PROMPT A:
In the article on Australia's clean energy target, by how much does the author say electricity prices must fall?
PROMPT B:
Pick up the article on Australia's clean energy target after its final sentence and keep writing it.

PASSAGE PROVIDED:
+ + +

Wind Industry’s Armageddon: Liberals Join Nationals to Demand an End to Subsidies

Yet again, Judith Sloan tackles the greatest policy disaster of all time, and yet again she hits the bulls-eye.

Clean energy target a non-starter on road to affordable energy
The Australian
Judith Sloan
10 October 2017

You remember the bloke wanting to get to Dublin. He wasn’t in a good place to start his journey. This sums up energy policy in this country.

But here’s the thing: Dublin is affordable and reliable energy and we have to get there as soon as possible. And let’s be specific: we need electricity prices to halve from today’s levels to return to their historical average. This would mean we have electricity prices comparable with the US, for instance. It’s doable.

Luckily on the trip to Dublin, a little bird tells our bloke that the clean energy target is a non-starter as far as the government is concerned. It was always a completely dopey idea; just a rejigged version of the renewable energy target, which has been one of the most economically damaging interventions imposed by an Australian government.

(Bob Hawke has to be joking: a $122 million postal survey, which is not even an instrument of economic policy, doesn’t make the top 1000 in terms of bad policies.)

To be sure, a CET would have been better than an RET when this dastardly edict was first implemented. Depending on the parameters, a CET could have broadened the range of technologies that would have been incentivised by the scheme. But it is way too late to be talking about this.

+ + +

DATA SECTION:
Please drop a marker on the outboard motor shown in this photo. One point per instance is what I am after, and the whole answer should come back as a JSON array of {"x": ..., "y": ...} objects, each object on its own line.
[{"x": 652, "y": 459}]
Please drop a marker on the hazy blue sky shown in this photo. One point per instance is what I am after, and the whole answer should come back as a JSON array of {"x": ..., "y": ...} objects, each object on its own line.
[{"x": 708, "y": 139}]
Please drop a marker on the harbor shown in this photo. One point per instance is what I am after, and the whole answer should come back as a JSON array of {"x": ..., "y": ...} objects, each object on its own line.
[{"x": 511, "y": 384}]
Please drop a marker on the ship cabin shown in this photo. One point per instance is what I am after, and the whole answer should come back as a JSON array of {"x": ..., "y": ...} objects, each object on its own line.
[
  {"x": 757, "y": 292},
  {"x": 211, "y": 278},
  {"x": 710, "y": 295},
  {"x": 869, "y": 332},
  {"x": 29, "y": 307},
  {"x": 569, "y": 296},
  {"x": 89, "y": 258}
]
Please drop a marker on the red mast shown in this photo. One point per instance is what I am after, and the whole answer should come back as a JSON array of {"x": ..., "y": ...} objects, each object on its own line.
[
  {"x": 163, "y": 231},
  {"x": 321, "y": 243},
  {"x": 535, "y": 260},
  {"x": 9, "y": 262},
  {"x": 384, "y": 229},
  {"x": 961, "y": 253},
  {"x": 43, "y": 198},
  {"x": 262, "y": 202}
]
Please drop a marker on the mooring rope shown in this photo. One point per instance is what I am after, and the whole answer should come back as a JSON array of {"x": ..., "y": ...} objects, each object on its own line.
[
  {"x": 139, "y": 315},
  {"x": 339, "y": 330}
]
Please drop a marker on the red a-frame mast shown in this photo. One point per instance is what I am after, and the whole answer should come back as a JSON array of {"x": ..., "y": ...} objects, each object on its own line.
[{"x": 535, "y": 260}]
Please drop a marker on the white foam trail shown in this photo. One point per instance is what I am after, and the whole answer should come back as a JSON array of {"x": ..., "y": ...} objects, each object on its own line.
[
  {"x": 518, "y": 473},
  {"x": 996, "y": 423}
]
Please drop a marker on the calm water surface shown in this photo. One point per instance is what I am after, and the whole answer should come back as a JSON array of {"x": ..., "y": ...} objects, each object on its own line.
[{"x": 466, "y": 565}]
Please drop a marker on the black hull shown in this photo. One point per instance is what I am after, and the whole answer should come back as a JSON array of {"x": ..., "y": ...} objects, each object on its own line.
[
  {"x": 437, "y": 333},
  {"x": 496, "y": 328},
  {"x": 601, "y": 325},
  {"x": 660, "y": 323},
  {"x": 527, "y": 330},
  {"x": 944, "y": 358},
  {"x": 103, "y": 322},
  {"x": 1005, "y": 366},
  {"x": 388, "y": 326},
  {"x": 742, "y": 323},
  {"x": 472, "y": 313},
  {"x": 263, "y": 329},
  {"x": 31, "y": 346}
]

+ + +

REPLY A:
They need to halve from today's levels to return to their historical average.

REPLY B:
The CET as envisaged by the sneaky Finkel report is described as “technology agnostic”. This is a serious stretch in the context of arbitrarily chosen emissions intensity benchmarks and the assumed need to meet set emissions reduction targets for the electricity sector.

The Finkel version of the CET would mean that all new investment in electricity generation would come from renewable energy (42 per cent by 2030) and that coal-fired electricity plants simply would cease to operate across time. It’s just the RET on steroids.

And don’t believe for a second the ridiculous proposition of Finkel that electricity prices would be lower with a CET than without. The same prediction was made about the RET and we know how that turned out.

One of the more useful developments in the energy policy space is the claim by the renewable energy sector that there is no longer any need for subsidies because renewable energy is now cheaper than coal or gas.

Hallelujah, I say. It means that those pesky renewable energy rent-seekers will no longer be camping out in the corridors of Parliament House beseeching gormless parliamentarians to serve up investment certainty so they can get on with their business.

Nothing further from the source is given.